[Entries taken from a collection]

════════════════

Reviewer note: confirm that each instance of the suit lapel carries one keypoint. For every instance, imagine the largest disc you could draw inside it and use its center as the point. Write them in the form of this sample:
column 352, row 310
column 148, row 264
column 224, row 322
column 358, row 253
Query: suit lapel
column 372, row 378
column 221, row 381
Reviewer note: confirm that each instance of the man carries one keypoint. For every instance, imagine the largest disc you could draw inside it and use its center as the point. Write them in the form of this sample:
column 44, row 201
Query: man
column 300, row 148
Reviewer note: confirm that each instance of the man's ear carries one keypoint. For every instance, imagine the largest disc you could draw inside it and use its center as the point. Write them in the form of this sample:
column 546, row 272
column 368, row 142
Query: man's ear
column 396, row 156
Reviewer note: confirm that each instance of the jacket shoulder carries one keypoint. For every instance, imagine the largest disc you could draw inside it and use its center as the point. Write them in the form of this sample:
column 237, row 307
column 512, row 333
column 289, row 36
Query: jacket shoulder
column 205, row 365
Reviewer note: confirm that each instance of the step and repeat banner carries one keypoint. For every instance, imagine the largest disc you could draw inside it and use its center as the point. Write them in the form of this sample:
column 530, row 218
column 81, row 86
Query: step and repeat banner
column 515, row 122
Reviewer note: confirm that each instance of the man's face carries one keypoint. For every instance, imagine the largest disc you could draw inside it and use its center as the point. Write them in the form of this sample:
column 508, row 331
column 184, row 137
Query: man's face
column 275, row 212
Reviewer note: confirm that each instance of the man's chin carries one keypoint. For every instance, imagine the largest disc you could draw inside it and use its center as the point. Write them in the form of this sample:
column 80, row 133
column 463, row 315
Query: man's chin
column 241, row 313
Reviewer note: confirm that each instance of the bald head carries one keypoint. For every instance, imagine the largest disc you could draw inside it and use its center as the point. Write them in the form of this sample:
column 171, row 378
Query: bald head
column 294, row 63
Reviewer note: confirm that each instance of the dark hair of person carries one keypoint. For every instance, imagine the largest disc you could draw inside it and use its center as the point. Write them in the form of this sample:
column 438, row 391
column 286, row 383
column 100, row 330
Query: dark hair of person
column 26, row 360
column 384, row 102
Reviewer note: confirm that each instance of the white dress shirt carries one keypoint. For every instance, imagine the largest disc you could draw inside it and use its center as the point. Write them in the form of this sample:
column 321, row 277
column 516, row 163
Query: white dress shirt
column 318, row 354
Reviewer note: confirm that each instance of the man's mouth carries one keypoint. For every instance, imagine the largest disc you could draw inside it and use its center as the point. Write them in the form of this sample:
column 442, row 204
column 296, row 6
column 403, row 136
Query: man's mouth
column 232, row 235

════════════════

Work order » You are asked to transcribe all of the data above exactly.

Solution below »
Reviewer note: confirm that each instance of the suit lapel carries one keypoint. For every instance, imagine the largest disc you could draw inside it and use its center as the point. Write them in the form of this sample:
column 352, row 310
column 148, row 264
column 224, row 322
column 358, row 253
Query: suit lapel
column 372, row 378
column 221, row 381
Reviewer note: confirm that each instance of the man carries one keypoint. For every instance, imagine the largest disc you could draw inside it and use its center as the point. Write them in the form of this sample:
column 44, row 201
Query: man
column 300, row 148
Reviewer note: confirm that each instance of the man's ear carries one keypoint. For every instance, imagine the largest disc you could draw inside it and use its center as the point. Write them in the form of this sample:
column 546, row 272
column 368, row 142
Query: man's ear
column 396, row 156
Reviewer note: confirm that each instance of the jacket shoulder carries one keypoint. For every instance, imagine the largest disc you could draw inside it and use its center as the point. Write them in the form of this sample:
column 237, row 307
column 512, row 333
column 289, row 36
Query: jacket shoulder
column 205, row 365
Reviewer note: confirm that each instance of the step and repeat banner carries one keypoint. For every instance, imagine the largest disc you could draw inside it and use its center as the point. Write them in the form of this sample:
column 530, row 218
column 81, row 86
Query: step and repeat banner
column 515, row 122
Reviewer note: confirm that each instance of the man's face carries one keypoint. For every instance, imagine the largest disc you could draw inside it and use its center as the point. Write them in the form of this sample:
column 508, row 331
column 184, row 137
Query: man's face
column 275, row 212
Reviewer note: confirm that each instance of the man's chin carries one keypoint. For every instance, imagine the largest disc you could draw inside it and use its center as the point. Write them in the form of this sample:
column 80, row 133
column 463, row 315
Query: man's chin
column 241, row 313
Reviewer note: confirm that each instance of the bald head carries one keypoint. For every instance, imagine the largest disc you could draw inside it and use its center as the point. Write them in the form of this sample:
column 171, row 378
Query: bald head
column 294, row 63
Reviewer note: confirm that each instance of the dark hair of person carries one keypoint. For every instance, imagine the largest disc you could draw inside it and use its center as the point. Write them in the form of this sample:
column 438, row 391
column 286, row 383
column 100, row 330
Query: dark hair of person
column 26, row 360
column 384, row 102
Reviewer note: confirm that each instance of the white dress shirt carries one keypoint. For every instance, imagine the largest disc you could draw inside it and use its center as the point. Write them in the form of this sample:
column 321, row 277
column 516, row 163
Query: white dress shirt
column 318, row 354
Reviewer note: confirm that each instance of the man's mouth carries one keypoint. For every instance, imagine the largest disc you could draw inside it and use its center as the point. Write them in the form of this sample:
column 442, row 204
column 296, row 6
column 403, row 136
Query: man's mouth
column 232, row 235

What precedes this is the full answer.